+++ Trecho +++

INSOLVÊNCIA DE EMPRESAS COM RESPALDO TRANSNACIONAL E O PRINCÍPIO DA RECIPROCIDADE[1]

 

 

                                                                                              Gabriel Afonso Carvalho Fonseca[2]

                                                                                              Ricardo Albuquerque Ferro Alves²

                                                                                                               José Humberto Oliveira[3]

Sumário: 1 INTRODUÇÃO; 2 Falência de empresas e questões procedimentais; 3 UNCITRAL: Criação de uma Lei Modelo; 3.1 Lei Modelo no Brasil;  3.2 Princípio da Reciprocidade como solução; 4 Considerações Finais; Referências.

 

RESUMO

 

 

No presente projeto a ser desenvolvido, pretende-se analisar a falência das empresas e como isso vêm a repercutir em território estrangeiro, bem como a utilidade da Lei Modelo criada pela UNCITRAL e, portanto, a necessidade do princípio da reciprocidade entre países. Isso devido ao fato de que por conta do fenômeno da globalização, quando uma empresa venha a falir, pode não apenas envolver os indivíduos da mesma localidade desta ou localidades próximas. Com isso vêm a envolver indivíduos além das fronteiras desta empresa que vêm a falir, com isso, um procedimento que por si só já vêm a ser complexo e moroso, torna-se mais ainda difícil de ser resolvido, tornando-se imprescindível para o caso uma Lei que regule tais casos.

Palavras-chave: Falências de Empresas Internacionais; Lei Modelo. 

                                                                                    

1 INTRODUÇÃO

 

Nesta etapa do curso de Direito, quando se começa a estudar a disciplina de Falência e Recuperação de empresas, aquilo que se imagina é que o processo de falência pode vir a ser algo moroso e bastante complexo em alguns detalhes. Com isso, percebe-se o quanto vêm a ser algo complicado para os litigantes participar de tal procedimento. Ao se deparar com a possibilidade de haver procedimento para saldar essa dívida, que vai para além do território, a primeira coisa que vêm em mente é que isso irá envolver procedimentos mais e mais complexos e que no fim das contas, aqueles que visam a recuperação de seu capital investido, seja em algum produto ou como sócio da própria empresa, podem não sair com suas pretensões satisfeitas.

Quando, em tempos distantes, uma empresa falia, por menor ou maior que fosse a repercussão era apenas nacional e muita das vezes nem detinha respaldo para além das linhas que demarcavam o território do Estado ao qual pertencia a determinada empresa. Isso devido ao fato de que em tempos mais antigos não havia de se falar no fenômeno da globalização, ou seja, quando uma empresa falia, na maioria das vezes só interessavam aos credores das localidades próximas, entrar com ação para reaver seus lucros ou bens que lhe pertencem por direito (já que a empresa teria falido). Porém com a globalização, a falência de determinada empresa, seja ela média, grande ou até pequena, mas repercuti em cenário internacional, bastando para isso deter algum negócio com uma empresa estrangeira. Com isso, percebe-se que a extensão da fila dos credores para receberem seus ativos vai além do território nacional e com isso, surge complicações, pois, o processo para saldar as dívidas para com os credores em um país, pode não vir a corresponder com o procedimento adotado por outro.

+++ Dados fornecidos +++

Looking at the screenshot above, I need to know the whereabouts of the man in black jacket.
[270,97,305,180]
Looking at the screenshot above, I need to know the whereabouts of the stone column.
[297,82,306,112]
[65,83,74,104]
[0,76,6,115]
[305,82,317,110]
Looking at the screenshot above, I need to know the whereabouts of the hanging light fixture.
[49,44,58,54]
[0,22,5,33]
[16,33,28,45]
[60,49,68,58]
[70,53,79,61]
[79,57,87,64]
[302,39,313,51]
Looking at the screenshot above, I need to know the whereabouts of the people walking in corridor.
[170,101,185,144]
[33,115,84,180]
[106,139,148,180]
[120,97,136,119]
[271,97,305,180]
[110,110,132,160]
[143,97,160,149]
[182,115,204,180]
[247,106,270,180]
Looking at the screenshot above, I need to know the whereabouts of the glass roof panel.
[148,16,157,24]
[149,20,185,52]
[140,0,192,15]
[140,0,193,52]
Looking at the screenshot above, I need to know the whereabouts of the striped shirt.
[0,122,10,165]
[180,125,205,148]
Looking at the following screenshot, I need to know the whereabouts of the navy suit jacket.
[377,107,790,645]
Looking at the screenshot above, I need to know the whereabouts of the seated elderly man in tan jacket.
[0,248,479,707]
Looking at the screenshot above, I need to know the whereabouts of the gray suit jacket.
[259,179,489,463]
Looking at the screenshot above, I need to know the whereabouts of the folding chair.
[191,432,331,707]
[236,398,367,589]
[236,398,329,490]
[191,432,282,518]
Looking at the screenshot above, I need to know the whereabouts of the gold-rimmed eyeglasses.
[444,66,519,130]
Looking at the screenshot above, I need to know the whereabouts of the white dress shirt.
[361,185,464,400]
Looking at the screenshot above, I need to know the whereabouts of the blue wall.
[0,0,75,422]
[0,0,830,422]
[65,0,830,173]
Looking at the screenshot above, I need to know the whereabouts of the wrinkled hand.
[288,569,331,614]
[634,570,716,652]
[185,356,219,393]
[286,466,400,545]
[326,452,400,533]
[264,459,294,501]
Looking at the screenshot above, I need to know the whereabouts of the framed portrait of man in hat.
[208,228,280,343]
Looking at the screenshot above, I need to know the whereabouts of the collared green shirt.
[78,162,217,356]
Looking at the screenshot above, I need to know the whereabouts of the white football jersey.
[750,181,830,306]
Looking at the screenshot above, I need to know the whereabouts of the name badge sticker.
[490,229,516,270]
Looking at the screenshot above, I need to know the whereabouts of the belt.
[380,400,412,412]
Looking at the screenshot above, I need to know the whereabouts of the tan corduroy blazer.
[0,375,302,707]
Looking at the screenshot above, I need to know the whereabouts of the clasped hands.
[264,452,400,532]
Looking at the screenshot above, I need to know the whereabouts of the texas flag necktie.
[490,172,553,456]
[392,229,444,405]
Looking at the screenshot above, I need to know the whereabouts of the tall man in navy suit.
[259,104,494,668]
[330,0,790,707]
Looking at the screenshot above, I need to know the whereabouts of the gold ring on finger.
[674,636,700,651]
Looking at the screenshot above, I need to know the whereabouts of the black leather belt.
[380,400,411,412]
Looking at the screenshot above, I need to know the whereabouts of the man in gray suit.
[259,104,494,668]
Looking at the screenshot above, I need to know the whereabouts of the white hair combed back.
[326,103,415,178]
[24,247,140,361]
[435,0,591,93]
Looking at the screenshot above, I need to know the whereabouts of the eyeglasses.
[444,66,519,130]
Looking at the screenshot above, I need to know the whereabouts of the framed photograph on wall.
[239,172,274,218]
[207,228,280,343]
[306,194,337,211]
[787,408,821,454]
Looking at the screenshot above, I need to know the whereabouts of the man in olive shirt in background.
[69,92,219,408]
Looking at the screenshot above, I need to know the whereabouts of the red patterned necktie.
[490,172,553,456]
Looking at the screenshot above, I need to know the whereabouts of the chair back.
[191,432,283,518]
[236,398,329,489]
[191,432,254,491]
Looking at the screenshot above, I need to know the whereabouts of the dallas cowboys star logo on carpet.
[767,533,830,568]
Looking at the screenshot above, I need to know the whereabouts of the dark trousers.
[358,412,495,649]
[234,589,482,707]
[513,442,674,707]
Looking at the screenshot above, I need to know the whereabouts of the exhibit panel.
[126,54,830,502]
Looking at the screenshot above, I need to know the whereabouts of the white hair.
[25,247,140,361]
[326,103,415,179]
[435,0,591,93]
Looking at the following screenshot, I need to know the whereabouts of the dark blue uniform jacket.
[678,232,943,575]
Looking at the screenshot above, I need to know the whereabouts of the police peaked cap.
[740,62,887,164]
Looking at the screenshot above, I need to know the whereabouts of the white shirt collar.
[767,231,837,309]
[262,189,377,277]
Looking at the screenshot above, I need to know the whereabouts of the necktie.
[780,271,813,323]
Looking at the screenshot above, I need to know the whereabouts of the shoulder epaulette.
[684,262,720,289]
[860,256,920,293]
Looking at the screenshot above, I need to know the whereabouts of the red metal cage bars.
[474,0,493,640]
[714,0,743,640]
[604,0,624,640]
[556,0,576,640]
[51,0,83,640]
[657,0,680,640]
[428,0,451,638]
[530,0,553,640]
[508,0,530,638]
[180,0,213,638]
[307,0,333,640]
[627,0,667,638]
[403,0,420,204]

+++

- **Enunciado**:
Responda com base no trecho sobre insolvência transnacional:
(a) Segundo o resumo, qual fenômeno faz a falência de uma empresa envolver indivíduos além das fronteiras dela?
(b) Quais são as palavras-chave indicadas?
(c) Na introdução, o que basta para que a falência de uma empresa repercuta em cenário internacional?
O material não tem relação com o trecho.

- **Resolução**:
(a) O fenômeno da globalização.
(b) Falências de Empresas Internacionais; Lei Modelo.
(c) Deter algum negócio com uma empresa estrangeira.